_Written exercise_:
Count the lines in the material below that contain the string "wooden", treating uppercase and lowercase as different, and give only the number.

Items from a labeling collection:
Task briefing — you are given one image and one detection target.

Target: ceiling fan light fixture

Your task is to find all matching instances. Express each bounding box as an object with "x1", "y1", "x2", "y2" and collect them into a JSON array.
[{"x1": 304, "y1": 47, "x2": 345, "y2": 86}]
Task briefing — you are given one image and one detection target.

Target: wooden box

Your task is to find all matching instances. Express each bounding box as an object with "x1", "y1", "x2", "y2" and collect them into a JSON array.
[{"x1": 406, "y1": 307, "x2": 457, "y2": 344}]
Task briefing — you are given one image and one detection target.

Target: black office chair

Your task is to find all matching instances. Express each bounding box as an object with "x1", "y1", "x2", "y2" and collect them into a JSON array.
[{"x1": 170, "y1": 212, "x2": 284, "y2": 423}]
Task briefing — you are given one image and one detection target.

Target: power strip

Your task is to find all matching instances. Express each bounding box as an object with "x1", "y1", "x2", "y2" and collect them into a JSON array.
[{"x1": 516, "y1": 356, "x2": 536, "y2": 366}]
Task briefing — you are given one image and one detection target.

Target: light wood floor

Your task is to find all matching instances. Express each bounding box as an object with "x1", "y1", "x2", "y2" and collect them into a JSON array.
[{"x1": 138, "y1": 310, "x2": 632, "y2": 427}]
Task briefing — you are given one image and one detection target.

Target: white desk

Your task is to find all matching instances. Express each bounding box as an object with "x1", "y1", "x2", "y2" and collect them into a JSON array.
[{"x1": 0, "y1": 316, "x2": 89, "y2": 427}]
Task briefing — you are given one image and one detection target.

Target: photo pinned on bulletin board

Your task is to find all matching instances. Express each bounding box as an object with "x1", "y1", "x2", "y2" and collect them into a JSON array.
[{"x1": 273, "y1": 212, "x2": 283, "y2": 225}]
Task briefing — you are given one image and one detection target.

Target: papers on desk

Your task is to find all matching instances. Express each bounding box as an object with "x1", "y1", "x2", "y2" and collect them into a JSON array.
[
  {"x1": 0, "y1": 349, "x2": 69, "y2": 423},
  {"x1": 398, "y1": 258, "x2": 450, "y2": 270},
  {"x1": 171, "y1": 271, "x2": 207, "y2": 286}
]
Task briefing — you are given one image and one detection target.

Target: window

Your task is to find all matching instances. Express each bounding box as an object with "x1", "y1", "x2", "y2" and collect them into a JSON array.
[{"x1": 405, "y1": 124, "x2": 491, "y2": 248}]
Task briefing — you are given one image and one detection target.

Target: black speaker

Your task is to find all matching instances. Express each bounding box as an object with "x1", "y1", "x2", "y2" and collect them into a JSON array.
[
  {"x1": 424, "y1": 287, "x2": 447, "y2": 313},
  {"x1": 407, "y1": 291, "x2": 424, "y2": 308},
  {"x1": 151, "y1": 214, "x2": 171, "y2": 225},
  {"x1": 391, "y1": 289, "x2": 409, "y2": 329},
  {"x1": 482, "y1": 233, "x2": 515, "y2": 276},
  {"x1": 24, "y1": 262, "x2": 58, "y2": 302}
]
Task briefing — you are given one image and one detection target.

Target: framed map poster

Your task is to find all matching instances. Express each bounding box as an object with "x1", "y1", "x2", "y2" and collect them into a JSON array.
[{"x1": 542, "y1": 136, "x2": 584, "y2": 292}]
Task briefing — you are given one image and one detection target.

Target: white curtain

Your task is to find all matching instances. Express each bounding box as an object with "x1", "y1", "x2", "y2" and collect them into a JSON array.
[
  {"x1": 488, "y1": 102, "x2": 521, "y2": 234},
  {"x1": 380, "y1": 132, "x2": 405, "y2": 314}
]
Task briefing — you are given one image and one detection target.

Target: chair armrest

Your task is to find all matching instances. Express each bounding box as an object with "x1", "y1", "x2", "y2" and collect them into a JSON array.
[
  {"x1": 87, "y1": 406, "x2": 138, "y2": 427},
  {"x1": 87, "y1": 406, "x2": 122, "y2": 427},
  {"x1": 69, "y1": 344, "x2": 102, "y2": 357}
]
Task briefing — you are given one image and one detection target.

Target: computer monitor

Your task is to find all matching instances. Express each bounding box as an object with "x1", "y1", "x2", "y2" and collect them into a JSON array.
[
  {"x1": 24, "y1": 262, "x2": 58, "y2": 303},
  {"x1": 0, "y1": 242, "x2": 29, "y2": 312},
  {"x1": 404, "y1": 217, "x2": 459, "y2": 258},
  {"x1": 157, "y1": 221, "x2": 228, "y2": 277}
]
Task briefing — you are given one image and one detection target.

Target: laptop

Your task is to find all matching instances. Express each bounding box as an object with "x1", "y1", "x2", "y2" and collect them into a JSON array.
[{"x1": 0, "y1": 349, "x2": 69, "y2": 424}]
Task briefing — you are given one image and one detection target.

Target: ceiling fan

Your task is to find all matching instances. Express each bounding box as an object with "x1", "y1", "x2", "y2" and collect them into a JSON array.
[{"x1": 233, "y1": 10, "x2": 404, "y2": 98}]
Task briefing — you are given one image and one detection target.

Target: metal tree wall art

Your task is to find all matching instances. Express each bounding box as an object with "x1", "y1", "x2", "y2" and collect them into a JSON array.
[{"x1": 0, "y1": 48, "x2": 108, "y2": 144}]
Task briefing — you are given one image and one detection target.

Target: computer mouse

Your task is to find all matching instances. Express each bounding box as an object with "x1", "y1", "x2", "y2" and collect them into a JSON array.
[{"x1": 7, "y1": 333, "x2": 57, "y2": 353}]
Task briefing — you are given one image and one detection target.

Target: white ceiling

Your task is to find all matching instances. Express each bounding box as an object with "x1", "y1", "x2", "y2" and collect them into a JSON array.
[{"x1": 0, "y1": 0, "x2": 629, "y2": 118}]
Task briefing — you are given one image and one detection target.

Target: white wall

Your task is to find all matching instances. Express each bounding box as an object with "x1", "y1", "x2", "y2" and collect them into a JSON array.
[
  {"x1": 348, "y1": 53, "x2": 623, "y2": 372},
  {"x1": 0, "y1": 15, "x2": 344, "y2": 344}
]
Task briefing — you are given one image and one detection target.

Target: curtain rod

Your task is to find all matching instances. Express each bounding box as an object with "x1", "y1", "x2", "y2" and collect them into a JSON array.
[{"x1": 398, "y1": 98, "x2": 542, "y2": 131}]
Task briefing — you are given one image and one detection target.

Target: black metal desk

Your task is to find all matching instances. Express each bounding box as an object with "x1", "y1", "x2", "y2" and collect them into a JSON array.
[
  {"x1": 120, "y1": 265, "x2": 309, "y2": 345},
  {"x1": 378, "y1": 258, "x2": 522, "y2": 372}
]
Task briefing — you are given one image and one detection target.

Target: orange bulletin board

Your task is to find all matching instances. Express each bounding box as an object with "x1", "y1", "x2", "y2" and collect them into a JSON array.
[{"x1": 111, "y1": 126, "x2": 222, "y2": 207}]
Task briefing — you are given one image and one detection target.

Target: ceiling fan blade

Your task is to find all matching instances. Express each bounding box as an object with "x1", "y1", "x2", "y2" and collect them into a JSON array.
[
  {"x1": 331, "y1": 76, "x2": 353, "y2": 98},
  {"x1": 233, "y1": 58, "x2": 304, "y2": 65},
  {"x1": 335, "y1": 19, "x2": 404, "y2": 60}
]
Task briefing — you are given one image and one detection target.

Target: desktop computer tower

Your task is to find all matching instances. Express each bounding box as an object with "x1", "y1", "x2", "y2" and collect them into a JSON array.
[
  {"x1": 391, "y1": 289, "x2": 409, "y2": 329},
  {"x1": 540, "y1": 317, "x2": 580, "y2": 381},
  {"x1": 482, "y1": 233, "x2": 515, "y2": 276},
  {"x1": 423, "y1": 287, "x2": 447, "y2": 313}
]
* * *
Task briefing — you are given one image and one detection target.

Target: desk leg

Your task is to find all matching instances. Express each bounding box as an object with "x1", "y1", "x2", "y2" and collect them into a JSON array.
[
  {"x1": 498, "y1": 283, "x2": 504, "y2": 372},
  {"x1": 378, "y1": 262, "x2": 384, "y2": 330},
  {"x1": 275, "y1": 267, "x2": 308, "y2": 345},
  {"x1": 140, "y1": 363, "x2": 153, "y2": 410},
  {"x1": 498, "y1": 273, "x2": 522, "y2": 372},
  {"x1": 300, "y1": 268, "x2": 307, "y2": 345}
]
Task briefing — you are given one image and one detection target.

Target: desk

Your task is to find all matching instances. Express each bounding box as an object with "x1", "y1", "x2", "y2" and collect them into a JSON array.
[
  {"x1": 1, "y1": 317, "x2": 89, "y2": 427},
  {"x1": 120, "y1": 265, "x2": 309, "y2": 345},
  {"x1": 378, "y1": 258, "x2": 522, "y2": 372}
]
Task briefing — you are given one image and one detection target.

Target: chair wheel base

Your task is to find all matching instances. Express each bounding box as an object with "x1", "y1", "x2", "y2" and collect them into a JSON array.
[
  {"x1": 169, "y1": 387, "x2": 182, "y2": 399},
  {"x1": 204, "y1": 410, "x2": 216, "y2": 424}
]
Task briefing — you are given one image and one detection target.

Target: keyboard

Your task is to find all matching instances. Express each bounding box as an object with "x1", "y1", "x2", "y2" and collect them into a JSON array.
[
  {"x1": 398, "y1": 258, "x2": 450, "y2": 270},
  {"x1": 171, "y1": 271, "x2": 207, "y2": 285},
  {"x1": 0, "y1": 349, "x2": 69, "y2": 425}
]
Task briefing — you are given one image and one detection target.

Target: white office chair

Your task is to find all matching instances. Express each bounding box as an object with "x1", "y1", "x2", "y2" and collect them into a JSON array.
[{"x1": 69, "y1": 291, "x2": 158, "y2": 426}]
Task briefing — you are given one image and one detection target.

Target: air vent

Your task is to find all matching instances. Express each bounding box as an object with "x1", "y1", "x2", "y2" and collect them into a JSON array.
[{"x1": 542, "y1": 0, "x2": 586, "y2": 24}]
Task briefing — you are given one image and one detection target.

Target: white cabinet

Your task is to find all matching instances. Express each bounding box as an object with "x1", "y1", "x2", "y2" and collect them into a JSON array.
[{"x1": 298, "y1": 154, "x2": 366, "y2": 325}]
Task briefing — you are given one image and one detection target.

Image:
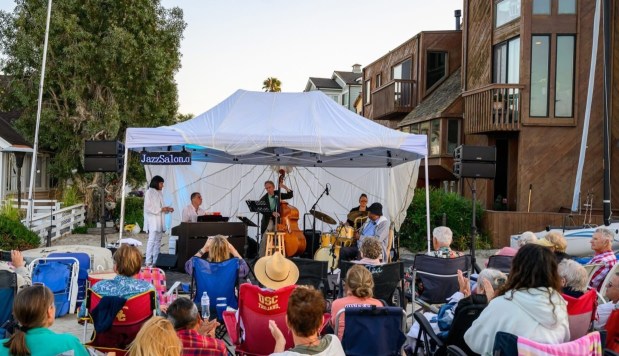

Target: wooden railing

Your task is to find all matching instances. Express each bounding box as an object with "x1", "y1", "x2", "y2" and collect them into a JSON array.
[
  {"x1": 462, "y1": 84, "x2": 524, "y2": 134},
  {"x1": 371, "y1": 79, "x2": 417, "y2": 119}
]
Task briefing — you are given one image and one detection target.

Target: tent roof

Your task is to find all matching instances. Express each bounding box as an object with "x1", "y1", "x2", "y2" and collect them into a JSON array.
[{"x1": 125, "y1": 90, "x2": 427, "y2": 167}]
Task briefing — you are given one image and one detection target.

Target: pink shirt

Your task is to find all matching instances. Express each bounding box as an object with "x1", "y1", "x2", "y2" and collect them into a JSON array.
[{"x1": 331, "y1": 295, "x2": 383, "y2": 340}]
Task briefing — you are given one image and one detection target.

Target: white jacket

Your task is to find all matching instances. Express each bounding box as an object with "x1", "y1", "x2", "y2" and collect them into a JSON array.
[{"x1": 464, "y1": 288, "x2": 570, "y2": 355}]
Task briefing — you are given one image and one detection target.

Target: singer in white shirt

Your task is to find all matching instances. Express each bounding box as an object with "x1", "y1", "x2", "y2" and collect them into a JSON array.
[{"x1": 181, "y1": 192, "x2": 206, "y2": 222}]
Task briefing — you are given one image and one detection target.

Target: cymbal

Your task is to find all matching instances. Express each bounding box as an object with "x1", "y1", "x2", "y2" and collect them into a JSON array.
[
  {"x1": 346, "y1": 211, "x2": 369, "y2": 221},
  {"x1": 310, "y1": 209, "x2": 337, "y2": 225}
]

_Expected answer_:
2